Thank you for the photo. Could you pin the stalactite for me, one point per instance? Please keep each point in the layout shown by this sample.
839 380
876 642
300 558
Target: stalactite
⁂
■ **STATED TASK**
Retype the data above line for line, keeping every word, number, and space unchanged.

■ **EXPECTED ANSWER**
Thank you for the photo. Could you pin the stalactite for me, one point per instance? Please keep each point in the layout shown by this sample.
839 380
876 642
300 558
Target: stalactite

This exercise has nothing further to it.